WRITTEN INSTRUCTION ->
In the article on gibberellic acid use in cherries, what does Phillips name as the most powerful plant growth regulators still available to cherry growers?

EXCERPT ->
━━━━━━━━
It’s easy to get overwhelmed with the plant growth regulator options on the market, but when it comes to improving cherry fruit quality, gibberellic acid (GA3) ticks all the boxes: size, firmness, defect reduction, uniform color and maturity, good stem condition and taste.
Byron Phillips, a crop consultant with Valent USA, offered tips on best practices for using the hormone, also known as Gibberellin A3, in cherries at the Cherry Fruit School, hosted by Washington State University and Oregon State University in March.
Gibberellins are a group of plant hormones that influence a wide variety of development processes, including shoot growth, flower development and senescence. GA3 plays a particular role in cell expansion, division, ripening, flowering and cell wall strength, which is what matters most to cherry growers, Phillips said.
While the most powerful plant growth regulators available to cherry growers remain chain saws and loppers, he said, GA3 can be used to delay maturity as a harvest management tool and shows an increase in fruit quality metrics of firmness, size, soluble solids, luster, stem color and storage life.
“GA is not a substitute for good farming and harvesting practices,” he said. “It’s a cherry on top, but you’ve got to do those things right.”
Using plant growth regulators is an art as well as a science, since their effect is influenced by cultivar, vigor, crop load, environmental conditions, timing, rate and coverage. Self-fertile cultivars tend to need higher doses and may benefit from split applications.
━━━━━━━━
RECORDED DATA ->
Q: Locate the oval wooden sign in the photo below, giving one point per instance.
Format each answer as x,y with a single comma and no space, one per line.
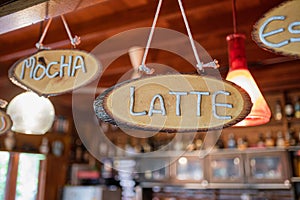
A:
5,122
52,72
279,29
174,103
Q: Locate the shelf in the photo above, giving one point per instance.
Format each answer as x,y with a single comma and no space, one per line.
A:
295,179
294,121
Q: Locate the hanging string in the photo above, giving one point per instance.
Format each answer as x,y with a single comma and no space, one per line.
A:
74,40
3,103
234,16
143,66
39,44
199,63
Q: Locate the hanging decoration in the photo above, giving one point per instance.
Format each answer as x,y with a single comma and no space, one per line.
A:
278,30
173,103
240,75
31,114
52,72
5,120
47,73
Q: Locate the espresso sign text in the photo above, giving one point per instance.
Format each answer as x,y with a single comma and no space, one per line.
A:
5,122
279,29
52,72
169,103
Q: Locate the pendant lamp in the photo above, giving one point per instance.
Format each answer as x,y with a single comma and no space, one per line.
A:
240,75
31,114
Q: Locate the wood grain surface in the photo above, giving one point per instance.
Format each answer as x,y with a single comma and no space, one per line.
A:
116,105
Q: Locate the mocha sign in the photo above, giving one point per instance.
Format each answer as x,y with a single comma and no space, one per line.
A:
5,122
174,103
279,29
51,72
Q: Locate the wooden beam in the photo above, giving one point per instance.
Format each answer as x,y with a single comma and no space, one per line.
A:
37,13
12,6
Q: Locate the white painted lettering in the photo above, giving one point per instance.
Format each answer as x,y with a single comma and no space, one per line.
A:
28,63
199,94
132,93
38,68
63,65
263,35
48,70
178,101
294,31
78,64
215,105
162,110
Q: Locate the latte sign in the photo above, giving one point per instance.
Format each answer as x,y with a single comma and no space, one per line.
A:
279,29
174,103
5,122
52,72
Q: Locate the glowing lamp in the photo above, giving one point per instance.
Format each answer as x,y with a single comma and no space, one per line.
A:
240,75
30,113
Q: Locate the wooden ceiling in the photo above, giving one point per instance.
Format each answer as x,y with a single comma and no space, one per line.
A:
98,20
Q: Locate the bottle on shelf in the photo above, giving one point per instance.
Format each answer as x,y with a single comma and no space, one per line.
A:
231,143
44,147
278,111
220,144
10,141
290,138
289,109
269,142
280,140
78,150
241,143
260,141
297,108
━━━━━━━━
EXERCISE RESPONSE ->
Chain saws and loppers.